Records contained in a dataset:
★ ★ ★ ★

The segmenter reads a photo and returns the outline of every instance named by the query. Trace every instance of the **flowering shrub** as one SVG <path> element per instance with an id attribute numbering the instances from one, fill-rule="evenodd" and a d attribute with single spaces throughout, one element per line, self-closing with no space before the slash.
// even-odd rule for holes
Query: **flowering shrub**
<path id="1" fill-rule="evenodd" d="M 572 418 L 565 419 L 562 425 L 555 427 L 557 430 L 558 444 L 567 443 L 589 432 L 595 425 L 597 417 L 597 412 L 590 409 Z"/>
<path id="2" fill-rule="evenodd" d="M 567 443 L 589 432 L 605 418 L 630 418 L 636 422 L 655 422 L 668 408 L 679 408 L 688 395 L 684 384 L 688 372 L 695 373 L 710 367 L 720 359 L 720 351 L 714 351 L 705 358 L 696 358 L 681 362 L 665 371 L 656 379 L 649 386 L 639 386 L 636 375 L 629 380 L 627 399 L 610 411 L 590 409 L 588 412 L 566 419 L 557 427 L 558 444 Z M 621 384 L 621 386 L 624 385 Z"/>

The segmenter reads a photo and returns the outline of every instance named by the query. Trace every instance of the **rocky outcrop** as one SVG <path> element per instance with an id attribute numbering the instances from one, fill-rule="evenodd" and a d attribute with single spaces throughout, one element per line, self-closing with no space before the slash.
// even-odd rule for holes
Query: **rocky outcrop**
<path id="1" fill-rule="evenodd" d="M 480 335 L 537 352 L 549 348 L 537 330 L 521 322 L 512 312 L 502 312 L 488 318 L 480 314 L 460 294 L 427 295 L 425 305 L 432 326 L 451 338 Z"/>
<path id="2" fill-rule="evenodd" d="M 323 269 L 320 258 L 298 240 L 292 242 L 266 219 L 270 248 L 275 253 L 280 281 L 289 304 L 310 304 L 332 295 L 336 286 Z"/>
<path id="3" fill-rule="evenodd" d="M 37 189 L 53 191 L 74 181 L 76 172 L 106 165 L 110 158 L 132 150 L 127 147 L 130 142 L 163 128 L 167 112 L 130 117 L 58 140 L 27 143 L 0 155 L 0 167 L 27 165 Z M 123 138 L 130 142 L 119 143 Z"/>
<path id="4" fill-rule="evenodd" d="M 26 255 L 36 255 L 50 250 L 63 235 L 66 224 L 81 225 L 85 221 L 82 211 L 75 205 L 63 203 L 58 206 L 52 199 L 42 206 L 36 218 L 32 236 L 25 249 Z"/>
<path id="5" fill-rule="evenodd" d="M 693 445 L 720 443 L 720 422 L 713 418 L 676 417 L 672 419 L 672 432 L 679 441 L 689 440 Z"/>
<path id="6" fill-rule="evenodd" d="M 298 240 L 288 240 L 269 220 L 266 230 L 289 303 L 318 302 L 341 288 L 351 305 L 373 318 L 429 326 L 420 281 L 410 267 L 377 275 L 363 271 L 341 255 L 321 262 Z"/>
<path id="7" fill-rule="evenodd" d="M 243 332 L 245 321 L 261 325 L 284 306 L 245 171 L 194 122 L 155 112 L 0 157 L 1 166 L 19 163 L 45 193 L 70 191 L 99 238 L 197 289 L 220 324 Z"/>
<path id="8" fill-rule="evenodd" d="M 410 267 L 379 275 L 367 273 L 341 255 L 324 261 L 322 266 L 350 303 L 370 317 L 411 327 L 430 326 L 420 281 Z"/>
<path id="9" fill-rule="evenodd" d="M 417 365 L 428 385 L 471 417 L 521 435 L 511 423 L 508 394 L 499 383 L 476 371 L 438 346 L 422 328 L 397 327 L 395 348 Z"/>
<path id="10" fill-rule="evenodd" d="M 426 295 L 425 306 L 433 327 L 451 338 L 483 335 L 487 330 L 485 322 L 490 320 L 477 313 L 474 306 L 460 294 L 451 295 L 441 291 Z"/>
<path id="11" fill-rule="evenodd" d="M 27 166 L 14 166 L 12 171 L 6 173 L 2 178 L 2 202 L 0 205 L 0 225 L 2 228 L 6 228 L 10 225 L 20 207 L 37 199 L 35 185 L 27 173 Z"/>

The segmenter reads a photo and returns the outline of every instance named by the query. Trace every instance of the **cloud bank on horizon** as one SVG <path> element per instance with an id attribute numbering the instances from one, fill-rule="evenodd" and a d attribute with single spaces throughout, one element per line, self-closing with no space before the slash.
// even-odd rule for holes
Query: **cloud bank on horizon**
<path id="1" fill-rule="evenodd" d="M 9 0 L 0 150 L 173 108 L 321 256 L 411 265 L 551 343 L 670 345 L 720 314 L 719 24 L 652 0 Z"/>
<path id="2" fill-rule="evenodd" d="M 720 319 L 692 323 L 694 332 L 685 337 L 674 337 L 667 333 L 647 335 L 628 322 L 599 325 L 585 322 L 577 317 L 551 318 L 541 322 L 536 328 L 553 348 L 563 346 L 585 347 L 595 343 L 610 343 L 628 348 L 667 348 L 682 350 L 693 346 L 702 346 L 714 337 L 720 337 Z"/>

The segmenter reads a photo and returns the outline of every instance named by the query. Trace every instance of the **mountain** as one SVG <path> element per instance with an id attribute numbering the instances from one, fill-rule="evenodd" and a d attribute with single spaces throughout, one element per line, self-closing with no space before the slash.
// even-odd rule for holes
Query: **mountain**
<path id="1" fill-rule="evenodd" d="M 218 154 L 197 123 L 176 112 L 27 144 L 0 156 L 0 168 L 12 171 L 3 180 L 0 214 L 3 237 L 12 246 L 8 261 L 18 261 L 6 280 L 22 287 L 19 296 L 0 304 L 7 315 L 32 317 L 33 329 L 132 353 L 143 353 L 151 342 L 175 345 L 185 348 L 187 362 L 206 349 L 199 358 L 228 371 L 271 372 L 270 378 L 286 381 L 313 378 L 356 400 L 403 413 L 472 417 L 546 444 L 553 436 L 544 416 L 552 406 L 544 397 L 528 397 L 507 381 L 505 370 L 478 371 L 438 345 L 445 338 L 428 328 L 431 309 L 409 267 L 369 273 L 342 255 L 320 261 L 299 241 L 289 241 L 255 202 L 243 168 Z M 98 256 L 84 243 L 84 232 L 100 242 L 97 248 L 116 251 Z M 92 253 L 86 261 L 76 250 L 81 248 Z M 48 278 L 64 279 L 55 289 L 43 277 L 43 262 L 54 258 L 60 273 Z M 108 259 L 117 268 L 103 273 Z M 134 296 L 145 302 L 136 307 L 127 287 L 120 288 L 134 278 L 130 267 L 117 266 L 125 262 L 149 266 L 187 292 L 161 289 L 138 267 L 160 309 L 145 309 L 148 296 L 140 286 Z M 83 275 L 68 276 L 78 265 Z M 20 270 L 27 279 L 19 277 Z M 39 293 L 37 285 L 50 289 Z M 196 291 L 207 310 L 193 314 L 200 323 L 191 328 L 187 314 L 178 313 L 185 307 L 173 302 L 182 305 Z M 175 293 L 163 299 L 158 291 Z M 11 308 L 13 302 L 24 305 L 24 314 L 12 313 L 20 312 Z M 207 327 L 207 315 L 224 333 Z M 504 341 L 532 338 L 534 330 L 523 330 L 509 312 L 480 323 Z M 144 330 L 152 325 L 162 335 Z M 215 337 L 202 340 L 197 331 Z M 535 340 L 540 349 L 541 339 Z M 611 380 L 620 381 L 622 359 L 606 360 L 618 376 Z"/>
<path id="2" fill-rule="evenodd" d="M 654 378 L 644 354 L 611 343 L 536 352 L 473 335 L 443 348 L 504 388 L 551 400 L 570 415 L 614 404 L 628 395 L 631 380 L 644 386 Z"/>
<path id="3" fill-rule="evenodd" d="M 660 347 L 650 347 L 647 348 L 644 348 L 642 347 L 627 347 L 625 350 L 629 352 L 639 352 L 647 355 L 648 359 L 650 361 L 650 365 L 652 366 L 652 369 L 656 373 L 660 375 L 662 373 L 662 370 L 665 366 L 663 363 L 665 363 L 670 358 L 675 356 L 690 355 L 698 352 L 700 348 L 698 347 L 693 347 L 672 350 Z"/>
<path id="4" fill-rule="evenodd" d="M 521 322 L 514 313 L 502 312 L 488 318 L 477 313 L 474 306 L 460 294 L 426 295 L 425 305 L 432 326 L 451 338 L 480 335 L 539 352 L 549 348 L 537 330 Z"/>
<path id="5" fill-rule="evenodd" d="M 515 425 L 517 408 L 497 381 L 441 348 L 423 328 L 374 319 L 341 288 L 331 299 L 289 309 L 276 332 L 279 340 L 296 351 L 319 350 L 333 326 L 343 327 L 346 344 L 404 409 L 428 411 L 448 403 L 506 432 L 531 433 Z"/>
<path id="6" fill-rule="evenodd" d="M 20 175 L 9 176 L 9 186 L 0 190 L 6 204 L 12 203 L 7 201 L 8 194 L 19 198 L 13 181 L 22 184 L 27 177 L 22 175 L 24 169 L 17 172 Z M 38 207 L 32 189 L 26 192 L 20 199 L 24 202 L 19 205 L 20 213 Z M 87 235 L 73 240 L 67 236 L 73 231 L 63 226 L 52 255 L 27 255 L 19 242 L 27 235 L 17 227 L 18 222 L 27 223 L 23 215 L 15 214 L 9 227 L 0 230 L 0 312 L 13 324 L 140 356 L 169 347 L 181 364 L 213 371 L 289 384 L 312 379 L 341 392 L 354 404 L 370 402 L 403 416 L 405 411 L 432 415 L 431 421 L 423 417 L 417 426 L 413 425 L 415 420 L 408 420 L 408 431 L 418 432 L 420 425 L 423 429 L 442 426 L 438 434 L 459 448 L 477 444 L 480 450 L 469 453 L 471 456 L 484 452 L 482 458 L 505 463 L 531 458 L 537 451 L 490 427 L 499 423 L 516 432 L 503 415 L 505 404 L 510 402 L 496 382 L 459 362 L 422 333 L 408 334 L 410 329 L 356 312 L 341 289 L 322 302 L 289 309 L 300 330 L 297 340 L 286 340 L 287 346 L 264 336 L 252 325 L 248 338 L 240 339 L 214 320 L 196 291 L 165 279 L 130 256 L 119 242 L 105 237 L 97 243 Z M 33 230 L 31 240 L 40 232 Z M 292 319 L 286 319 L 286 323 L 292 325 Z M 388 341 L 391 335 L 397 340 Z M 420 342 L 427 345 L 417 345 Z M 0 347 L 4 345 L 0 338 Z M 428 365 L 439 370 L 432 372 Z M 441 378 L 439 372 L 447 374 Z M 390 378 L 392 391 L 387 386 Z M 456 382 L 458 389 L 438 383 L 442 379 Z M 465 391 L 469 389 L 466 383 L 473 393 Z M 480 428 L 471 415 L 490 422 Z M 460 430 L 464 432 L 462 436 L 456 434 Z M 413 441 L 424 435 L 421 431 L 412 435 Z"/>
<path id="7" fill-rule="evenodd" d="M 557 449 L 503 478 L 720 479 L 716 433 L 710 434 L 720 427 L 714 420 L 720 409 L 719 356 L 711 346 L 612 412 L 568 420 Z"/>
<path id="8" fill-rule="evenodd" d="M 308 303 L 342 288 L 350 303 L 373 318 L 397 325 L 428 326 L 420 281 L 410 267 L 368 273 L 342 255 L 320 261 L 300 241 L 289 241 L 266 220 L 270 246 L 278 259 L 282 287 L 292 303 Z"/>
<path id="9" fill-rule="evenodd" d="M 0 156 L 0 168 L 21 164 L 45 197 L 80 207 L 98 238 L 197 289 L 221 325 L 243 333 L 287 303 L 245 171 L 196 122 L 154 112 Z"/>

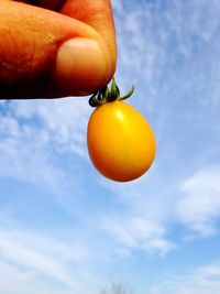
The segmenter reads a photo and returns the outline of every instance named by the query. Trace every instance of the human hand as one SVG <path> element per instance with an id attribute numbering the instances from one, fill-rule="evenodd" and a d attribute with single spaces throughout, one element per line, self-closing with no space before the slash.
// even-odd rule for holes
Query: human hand
<path id="1" fill-rule="evenodd" d="M 1 0 L 0 36 L 1 99 L 89 95 L 116 70 L 110 0 Z"/>

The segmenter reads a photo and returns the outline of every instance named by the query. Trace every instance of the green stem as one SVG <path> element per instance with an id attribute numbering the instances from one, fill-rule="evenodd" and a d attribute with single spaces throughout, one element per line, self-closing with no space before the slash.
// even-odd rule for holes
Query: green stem
<path id="1" fill-rule="evenodd" d="M 108 86 L 106 86 L 102 90 L 95 92 L 89 99 L 89 105 L 91 107 L 98 107 L 102 106 L 106 102 L 125 100 L 129 97 L 131 97 L 133 92 L 134 92 L 134 86 L 132 86 L 132 88 L 125 96 L 120 97 L 120 89 L 113 77 L 111 83 L 111 89 L 109 89 Z"/>

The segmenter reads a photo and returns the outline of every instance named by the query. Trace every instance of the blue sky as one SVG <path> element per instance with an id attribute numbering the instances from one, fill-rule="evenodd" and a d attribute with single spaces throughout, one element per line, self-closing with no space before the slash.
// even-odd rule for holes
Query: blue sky
<path id="1" fill-rule="evenodd" d="M 112 1 L 117 80 L 157 140 L 152 168 L 92 167 L 87 98 L 0 101 L 0 293 L 220 291 L 220 2 Z"/>

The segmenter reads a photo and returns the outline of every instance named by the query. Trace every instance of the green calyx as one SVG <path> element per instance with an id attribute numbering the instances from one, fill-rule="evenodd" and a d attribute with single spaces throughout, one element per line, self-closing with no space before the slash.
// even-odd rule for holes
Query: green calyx
<path id="1" fill-rule="evenodd" d="M 130 89 L 130 91 L 123 96 L 120 97 L 120 90 L 117 86 L 114 77 L 112 78 L 111 88 L 109 89 L 108 86 L 106 86 L 102 90 L 94 94 L 89 99 L 89 105 L 91 107 L 98 107 L 102 106 L 107 102 L 113 102 L 113 101 L 121 101 L 128 99 L 132 94 L 134 92 L 134 86 Z"/>

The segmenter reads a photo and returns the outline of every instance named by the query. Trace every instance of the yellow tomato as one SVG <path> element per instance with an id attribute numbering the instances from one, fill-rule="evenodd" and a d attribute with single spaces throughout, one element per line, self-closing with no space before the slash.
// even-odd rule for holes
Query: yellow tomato
<path id="1" fill-rule="evenodd" d="M 148 122 L 123 101 L 95 109 L 88 122 L 87 142 L 96 168 L 118 182 L 142 176 L 155 157 L 156 141 Z"/>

★ ★ ★ ★

## Exercise requirements
Extract the lines from the one containing "the green stem" to the one containing "130 89 L 130", including both, and reproduce each line unchanged.

## The reply
The segmenter reads a photo and returns the outline of every instance named by the query. Trace every instance of the green stem as one SVG <path> element per instance with an id attribute numbering the instances from one, fill-rule="evenodd" and a d attribute with single spaces throughout, one element per line, self-closing with no space before the slash.
// even-odd rule for holes
Query: green stem
<path id="1" fill-rule="evenodd" d="M 108 86 L 106 86 L 102 90 L 95 92 L 89 99 L 89 105 L 91 107 L 98 107 L 102 106 L 106 102 L 125 100 L 129 97 L 131 97 L 133 92 L 134 92 L 134 86 L 132 86 L 132 88 L 125 96 L 120 97 L 120 89 L 113 77 L 111 83 L 111 89 L 109 89 Z"/>

The segmenter reads a photo and returns the outline of every instance named by the query. Trace every instance of the blue sky as one SVG <path> element per instance with an id attribute numbering the instances from one, fill-rule="evenodd" and a d attribute with single spaces throughout, one element per line, self-closing with no space before the slash.
// even-odd rule for holes
Query: blue sky
<path id="1" fill-rule="evenodd" d="M 112 1 L 117 80 L 157 140 L 152 168 L 92 167 L 87 98 L 0 101 L 0 293 L 220 291 L 220 2 Z"/>

The segmenter reads a photo and returns the outline of every instance named by the query. Trace every instance of the green calyx as one SVG <path> element per instance with an id attribute numbering the instances from one, fill-rule="evenodd" and a d attribute with single spaces throughout, one element per line, self-closing with no space before the slash.
// even-odd rule for holes
Query: green calyx
<path id="1" fill-rule="evenodd" d="M 130 89 L 130 91 L 123 96 L 120 97 L 120 90 L 117 86 L 114 77 L 112 78 L 111 88 L 109 89 L 108 86 L 106 86 L 102 90 L 94 94 L 89 99 L 89 105 L 91 107 L 98 107 L 102 106 L 107 102 L 113 102 L 113 101 L 121 101 L 128 99 L 132 94 L 134 92 L 134 86 Z"/>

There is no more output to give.